*PROBLEMS TO WORK ON*.
**a)** List every job Wisz said she would take on for the team in the article about Stevie Wisz.
**b)** In the article about Stevie Wisz, for how long at a time did the heart monitor show her heart stopping?
**c)** Extend the article about Stevie Wisz, picking up right after its last paragraph.

*DOCUMENT EXCERPT*.
Start of Block

Fernandez sent Wisz to join a hitting group facing pitcher Selina Ta’amilo. Then she put her in the outfield, peppering balls from left to right, forcing Wisz to sprint back and forth to show her tracking abilities. Fernandez then timed Wisz running the bases. When the tryout was over, Fernandez said she’d be in touch. But an impression had been made.

“She wanted to truly represent the people who gave her life. ”

– Lisa Fernandez

“She just had this ray of light,” Fernandez said. “The brightness in her eyes, on her face. The smile. The positive energy. Anyone who has ever met her knows she has this great presence. Then you hear her story and it was just like, ‘Wow, what can this kid potentially do for us?'”

Wisz’s answer was simple: Whatever they wanted. She’d be a manager. A practice player. She’d feed balls into the pitching machine. Cut game film. Shag fly balls. Whatever. A few days later, UCLA invited Wisz to join the team as a practice player. She agreed, but before and after practice, she wouldn’t go into the players’ clubhouse. “I was so awkward,” she said. “The girls must have thought I was such a weirdo.”

“She was so worried about overstepping her boundaries,” said Kylee Perez, a former UCLA All-Pac 12 infielder. “I’d literally have to go out there and get her, tell her she’s part of the team. ‘Come hang out with us.'”

Wisz didn’t travel with the team for the opening tournament of the 2016 season in Texas. But after several Bruins contracted food poisoning that weekend and the team was left without a pinch runner, Perez approached Inouye-Perez about adding Wisz to the roster. The following week, 20 minutes before the team bus left for a tournament in Palm Springs, doctors medically cleared Wisz to travel and officially join the team.

“My uniform was like an extra-large. We had to triple-roll my pants,” she said. “But I didn’t care.”


Stevie Wisz went swimming with dolphins on her Make-A-Wish trip to Florida when she was 9 years old. Courtesy Wisz Family

LATE IN THE summer of 2007, a year after Wisz’s first open-heart surgery, Stevie and her mom were shopping for back-to-school clothes when Melissa Wisz’s cellphone rang. Three days earlier, doctors had asked Stevie to wear a 24-hour heart monitor to keep an eye on her progress. The data revealed Stevie’s heart was stopping multiple times a night, for as long as nine seconds at a time. Doctors implored Melissa to get Stevie, then 10, to UCLA as soon as possible so doctors could install a pacemaker.

“I would hear her coughing all the time at night, but never really thought anything of it,” Melissa said. “Turns out that was her body rebooting itself.”

End of Block

*INFORMATION SHOWN*.
Start of Block

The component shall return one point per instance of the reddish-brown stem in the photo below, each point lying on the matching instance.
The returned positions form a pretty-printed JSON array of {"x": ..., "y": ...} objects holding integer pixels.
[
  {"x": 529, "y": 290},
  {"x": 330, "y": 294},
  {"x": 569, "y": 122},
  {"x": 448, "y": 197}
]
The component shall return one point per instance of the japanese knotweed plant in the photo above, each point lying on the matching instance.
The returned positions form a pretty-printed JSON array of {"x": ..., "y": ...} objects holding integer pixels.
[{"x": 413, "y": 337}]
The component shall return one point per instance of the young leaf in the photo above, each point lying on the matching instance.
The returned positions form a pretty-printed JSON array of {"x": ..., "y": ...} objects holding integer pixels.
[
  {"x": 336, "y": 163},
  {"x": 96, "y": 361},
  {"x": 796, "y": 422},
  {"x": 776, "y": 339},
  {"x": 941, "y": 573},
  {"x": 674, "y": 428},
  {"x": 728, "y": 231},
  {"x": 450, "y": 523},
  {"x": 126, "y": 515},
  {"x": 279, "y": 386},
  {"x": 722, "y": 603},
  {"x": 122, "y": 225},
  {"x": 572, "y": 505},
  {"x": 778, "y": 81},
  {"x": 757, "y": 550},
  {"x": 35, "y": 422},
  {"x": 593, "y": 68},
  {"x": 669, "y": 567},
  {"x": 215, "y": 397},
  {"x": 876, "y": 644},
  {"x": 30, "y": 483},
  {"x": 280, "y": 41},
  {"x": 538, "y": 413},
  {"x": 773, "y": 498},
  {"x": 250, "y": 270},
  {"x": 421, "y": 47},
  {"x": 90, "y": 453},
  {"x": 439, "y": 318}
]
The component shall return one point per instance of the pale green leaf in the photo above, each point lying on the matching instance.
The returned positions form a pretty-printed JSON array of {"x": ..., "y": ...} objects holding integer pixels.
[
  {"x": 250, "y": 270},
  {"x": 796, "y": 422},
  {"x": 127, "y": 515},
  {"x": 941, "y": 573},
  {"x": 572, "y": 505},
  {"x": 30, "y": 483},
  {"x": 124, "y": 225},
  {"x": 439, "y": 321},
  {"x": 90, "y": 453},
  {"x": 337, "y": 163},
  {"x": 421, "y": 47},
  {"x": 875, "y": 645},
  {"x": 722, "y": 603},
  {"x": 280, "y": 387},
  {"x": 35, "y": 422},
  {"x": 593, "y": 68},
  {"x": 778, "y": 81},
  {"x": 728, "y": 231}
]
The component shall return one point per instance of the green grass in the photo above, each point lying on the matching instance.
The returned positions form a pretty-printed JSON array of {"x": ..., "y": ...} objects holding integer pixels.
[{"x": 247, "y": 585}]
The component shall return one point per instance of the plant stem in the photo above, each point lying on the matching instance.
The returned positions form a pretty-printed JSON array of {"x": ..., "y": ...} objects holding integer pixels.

End of Block

*TASK-BY-TASK RESULTS*.
**a)** Manager, practice player, feeding balls into the pitching machine, cutting game film, shagging fly balls

**b)** As long as nine seconds at a time.

**c)**
Steve Wisz, Stevie’s dad, packed a bag and raced to the strip mall to pick up his wife and daughter. They sped to UCLA, where nurses again rolled Stevie into the operating room so doctors could install a pacemaker. It had nothing to do with her previous operation or her condition.

“No one is ever prepared for a phone call like that,” Melissa said. “It was basically bad luck.”

Five years later, when Wisz was 15, the leakage in her aorta again became severe, forcing another open-heart surgery. This time, her heart was large enough that doctors could install a pig valve to improve the blood flow. It was a 13-hour procedure. She was older, wiser. She understood the risks. “I cried all the way down to the hospital,” she said.

But each trip to UCLA Medical Center brought with it a trip to the bookstore for new UCLA swag. And further confirmation that she would one day be a Bruin herself.

“It was never a question,” she said.

After the surgery, Wisz spent seven days in intensive care recovery. During one of those days, she suddenly couldn’t breathe. She began coughing uncontrollably. Gasping for air, she sat straight up in her bed and looked at her mom for help. Buzzers and alarms went off. Doctors and nurses sprinted into the room, knocked Wisz out and placed a tube down her throat to suck out the phlegm that had clogged her passageway. One of her lungs had collapsed.

“She had such a look of fear in her eyes,” Melissa said. “I was so scared. And I just kept thinking, ‘What else are they going to put my daughter through?'”

Wisz would return to school in a wheelchair and, over a span of several months, eventually make a full recovery. Doctors told her the new valve would last 10 to 12 years. But it would survive barely half that long.